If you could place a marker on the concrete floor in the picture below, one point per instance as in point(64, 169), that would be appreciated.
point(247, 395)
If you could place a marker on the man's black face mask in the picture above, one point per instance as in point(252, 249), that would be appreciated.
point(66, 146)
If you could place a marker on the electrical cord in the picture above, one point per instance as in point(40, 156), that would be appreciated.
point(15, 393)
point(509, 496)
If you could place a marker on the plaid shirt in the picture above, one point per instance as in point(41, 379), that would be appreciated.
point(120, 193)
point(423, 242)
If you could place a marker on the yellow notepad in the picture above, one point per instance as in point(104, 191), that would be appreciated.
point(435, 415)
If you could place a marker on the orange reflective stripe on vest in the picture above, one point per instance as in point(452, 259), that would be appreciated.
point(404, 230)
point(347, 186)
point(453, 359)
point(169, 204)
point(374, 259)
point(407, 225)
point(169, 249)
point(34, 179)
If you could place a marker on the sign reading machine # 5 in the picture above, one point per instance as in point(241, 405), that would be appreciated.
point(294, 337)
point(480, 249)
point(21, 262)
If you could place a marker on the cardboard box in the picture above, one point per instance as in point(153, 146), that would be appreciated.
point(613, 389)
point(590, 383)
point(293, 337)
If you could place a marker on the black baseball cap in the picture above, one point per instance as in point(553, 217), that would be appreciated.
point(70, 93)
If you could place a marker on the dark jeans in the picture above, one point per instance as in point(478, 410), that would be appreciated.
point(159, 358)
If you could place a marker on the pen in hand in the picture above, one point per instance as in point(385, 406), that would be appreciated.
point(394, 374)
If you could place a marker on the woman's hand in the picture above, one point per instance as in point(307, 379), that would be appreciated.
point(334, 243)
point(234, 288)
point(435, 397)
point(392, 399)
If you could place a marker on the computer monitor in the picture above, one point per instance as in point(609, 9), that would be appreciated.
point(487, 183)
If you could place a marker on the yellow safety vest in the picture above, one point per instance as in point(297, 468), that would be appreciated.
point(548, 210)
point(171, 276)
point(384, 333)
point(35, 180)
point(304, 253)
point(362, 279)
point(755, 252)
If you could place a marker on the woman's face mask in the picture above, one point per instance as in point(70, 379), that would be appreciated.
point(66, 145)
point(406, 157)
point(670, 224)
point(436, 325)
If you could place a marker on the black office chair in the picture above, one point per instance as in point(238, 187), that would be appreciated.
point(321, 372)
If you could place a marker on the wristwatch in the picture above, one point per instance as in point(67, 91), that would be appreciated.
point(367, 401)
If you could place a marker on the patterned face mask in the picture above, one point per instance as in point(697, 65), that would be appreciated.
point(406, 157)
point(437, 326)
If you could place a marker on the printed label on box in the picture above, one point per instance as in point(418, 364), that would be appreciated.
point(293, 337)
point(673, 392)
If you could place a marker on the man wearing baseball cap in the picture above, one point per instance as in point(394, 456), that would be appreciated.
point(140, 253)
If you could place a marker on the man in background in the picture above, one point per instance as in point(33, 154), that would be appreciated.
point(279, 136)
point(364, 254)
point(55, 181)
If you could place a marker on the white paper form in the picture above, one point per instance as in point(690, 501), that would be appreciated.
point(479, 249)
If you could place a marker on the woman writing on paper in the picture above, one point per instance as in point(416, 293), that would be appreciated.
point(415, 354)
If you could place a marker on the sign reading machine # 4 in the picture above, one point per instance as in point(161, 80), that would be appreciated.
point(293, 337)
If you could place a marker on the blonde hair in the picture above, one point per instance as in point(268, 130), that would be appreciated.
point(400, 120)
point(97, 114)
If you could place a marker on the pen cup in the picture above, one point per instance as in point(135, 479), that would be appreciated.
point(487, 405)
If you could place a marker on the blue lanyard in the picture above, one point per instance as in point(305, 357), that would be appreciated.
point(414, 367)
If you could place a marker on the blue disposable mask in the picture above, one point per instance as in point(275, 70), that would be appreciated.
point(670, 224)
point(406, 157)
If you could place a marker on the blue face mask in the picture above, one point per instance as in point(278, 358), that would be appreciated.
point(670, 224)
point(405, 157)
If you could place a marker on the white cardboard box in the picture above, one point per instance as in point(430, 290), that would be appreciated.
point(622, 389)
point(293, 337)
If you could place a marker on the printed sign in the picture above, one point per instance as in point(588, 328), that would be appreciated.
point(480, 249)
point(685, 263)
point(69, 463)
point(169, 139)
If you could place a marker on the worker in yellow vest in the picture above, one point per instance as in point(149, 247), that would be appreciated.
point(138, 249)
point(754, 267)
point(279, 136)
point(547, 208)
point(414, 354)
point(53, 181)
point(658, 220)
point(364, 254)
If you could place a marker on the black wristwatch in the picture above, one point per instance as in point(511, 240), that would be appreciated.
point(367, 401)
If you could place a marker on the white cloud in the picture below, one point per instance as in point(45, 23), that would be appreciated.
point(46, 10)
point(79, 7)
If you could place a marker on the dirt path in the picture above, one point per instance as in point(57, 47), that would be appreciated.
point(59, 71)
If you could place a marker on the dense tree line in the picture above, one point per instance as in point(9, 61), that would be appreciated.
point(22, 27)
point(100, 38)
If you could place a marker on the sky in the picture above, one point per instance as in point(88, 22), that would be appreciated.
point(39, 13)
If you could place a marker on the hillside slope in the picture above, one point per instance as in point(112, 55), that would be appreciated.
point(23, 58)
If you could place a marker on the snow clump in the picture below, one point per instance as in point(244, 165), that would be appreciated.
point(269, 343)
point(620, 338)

◇ ◇ ◇

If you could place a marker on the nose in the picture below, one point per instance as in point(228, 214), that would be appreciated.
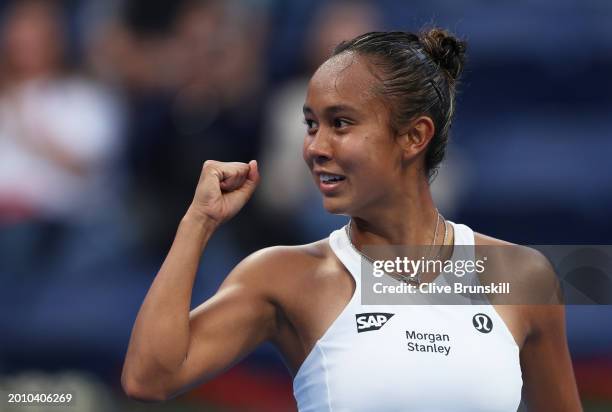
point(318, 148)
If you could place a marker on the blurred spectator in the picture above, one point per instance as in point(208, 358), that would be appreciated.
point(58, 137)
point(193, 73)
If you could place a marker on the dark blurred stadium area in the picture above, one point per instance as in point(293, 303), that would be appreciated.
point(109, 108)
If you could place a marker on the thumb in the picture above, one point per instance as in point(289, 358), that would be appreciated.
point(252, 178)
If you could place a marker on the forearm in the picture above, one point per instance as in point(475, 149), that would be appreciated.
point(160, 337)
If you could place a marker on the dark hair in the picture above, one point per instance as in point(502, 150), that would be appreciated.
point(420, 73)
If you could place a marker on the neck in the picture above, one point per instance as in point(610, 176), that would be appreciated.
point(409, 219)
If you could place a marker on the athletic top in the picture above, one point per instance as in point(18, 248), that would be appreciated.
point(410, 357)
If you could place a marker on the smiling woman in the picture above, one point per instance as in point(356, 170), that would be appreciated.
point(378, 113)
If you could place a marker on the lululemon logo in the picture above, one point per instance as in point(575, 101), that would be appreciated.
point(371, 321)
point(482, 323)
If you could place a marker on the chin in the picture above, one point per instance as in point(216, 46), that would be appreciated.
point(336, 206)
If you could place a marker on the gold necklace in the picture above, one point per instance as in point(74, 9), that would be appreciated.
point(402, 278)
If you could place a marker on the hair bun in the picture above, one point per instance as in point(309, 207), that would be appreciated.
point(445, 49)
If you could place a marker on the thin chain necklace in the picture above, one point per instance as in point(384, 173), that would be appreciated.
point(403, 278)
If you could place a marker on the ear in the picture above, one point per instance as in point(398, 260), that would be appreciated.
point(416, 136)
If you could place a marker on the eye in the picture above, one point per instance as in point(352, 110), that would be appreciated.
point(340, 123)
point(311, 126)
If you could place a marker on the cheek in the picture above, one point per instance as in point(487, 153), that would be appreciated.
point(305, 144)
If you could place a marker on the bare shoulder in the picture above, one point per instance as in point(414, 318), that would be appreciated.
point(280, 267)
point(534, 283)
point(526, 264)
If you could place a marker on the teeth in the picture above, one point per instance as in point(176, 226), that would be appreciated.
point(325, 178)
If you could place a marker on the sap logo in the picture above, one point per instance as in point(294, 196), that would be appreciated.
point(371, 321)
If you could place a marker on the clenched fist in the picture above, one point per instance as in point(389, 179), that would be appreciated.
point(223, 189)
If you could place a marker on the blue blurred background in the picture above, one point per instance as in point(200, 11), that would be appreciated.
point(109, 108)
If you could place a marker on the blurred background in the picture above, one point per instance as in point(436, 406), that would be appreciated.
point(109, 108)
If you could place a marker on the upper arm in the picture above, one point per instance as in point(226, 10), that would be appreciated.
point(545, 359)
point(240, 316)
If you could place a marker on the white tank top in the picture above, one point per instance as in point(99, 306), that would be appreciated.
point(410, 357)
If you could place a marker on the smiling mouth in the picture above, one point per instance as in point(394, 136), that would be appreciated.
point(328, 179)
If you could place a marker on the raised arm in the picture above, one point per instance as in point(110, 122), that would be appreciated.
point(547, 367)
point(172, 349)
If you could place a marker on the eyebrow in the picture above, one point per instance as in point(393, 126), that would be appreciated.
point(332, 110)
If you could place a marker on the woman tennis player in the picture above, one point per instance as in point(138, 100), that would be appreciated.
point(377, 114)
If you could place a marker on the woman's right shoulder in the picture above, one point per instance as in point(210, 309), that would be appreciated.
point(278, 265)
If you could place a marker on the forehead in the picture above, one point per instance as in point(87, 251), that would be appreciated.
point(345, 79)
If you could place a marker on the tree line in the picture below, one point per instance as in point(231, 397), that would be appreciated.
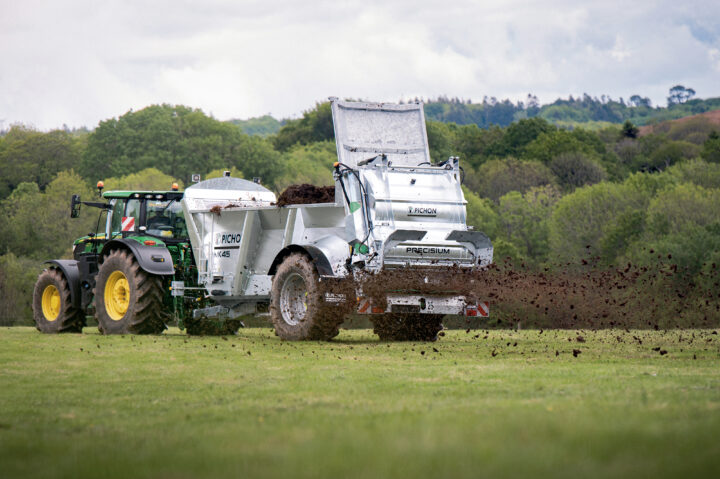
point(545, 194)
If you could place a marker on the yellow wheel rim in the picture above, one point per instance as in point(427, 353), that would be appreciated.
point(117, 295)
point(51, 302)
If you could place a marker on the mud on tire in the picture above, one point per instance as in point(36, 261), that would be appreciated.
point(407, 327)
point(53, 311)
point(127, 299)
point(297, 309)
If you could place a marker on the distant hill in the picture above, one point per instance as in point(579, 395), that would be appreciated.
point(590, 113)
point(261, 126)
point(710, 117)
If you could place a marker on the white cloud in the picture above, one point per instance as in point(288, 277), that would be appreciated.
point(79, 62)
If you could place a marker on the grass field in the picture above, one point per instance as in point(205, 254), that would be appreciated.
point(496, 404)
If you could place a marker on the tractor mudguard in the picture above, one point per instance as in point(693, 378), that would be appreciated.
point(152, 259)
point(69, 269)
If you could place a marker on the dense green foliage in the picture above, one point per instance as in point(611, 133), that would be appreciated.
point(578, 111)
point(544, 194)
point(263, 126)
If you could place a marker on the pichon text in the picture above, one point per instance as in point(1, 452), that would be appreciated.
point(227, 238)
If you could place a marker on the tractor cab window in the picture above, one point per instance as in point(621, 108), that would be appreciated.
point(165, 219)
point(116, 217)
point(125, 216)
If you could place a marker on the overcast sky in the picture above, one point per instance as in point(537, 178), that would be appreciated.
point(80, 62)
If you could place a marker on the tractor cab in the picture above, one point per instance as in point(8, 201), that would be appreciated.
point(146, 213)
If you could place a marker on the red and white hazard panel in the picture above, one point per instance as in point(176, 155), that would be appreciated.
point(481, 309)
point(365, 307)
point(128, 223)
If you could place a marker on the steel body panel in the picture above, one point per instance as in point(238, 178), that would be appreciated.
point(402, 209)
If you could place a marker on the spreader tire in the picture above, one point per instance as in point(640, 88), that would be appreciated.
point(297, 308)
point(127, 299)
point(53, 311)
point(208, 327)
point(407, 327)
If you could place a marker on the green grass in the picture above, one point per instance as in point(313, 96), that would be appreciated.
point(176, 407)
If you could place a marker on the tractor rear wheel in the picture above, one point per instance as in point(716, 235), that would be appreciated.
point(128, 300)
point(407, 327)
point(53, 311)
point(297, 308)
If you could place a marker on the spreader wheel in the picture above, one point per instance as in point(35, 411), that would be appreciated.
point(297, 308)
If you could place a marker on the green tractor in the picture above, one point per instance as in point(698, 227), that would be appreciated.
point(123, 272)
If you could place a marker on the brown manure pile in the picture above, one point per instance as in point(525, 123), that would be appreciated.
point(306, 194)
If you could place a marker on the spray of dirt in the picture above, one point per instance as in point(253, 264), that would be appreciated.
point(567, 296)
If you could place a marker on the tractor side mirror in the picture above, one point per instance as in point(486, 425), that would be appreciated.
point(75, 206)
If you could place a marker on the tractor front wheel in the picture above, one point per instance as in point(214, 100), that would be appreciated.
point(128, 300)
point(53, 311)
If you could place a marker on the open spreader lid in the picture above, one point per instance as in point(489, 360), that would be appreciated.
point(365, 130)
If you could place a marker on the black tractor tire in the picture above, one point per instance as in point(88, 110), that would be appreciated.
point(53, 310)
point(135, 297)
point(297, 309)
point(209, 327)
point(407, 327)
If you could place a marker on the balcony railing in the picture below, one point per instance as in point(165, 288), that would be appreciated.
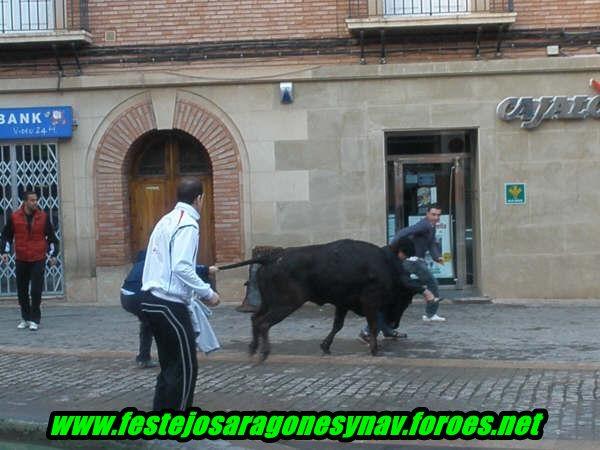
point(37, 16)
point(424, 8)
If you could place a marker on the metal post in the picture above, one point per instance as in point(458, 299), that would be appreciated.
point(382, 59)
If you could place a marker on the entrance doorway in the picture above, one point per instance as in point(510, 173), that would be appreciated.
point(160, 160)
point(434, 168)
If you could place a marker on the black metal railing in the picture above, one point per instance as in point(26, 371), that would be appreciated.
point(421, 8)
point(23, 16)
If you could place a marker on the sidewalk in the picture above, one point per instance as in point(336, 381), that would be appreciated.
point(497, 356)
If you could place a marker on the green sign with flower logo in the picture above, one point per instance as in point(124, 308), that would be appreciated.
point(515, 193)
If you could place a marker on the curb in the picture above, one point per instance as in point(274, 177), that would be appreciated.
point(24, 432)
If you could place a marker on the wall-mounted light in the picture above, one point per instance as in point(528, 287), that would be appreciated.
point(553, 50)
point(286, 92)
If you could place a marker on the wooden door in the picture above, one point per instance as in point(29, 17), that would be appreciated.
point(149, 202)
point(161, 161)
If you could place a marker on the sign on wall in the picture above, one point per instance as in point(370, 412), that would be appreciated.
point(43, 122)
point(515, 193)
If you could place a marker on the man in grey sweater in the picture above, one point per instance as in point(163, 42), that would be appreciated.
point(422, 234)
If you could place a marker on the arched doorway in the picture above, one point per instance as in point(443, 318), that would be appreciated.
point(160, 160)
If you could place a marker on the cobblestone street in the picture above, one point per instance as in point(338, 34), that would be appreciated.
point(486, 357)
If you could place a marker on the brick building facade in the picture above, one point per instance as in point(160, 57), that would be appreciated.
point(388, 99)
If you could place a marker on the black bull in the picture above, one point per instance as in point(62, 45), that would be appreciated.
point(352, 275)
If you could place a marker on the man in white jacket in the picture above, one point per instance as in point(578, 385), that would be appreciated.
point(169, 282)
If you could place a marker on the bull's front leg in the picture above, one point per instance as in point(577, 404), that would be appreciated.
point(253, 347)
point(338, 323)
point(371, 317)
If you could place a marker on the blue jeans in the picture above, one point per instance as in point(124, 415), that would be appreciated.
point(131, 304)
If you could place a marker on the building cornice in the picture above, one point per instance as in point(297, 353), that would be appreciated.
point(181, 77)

◇ ◇ ◇

#### Task prompt:
Put the data into a numbered list with blank lines left out, beginning at the line that contains "If you could place a marker on the dense tree" and stopping after the line that contains "point(620, 338)". Include both of those lines and nothing outside them.

#### Right answer:
1. If you could place a marker on the dense tree line in the picture above, one point per instance as in point(9, 61), that would be appreciated.
2. point(22, 27)
3. point(100, 38)
4. If you could place a marker on the sky in the picture above, one point per instance as in point(88, 22), that would be appreciated.
5. point(39, 13)
6. If you could place a marker on the hillside slope in the picture above, one point per instance as in point(112, 55), that would be appreciated.
7. point(23, 58)
8. If you could place a marker on the snow clump in the picture below, one point per instance as in point(244, 165), that would be appreciated.
9. point(269, 343)
10. point(620, 338)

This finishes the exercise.